(Position identification entries)
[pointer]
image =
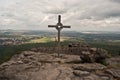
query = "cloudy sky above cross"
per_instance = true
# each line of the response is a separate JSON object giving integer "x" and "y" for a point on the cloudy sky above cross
{"x": 82, "y": 15}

§ Problem description:
Please repeat every one of the entries above word for word, leaving out the pictures.

§ Problem solution:
[pointer]
image =
query = "cloudy sky above cross"
per_instance = true
# each line of the response is a separate JSON object giving integer "x" and "y" for a point on the cloudy sky above cross
{"x": 82, "y": 15}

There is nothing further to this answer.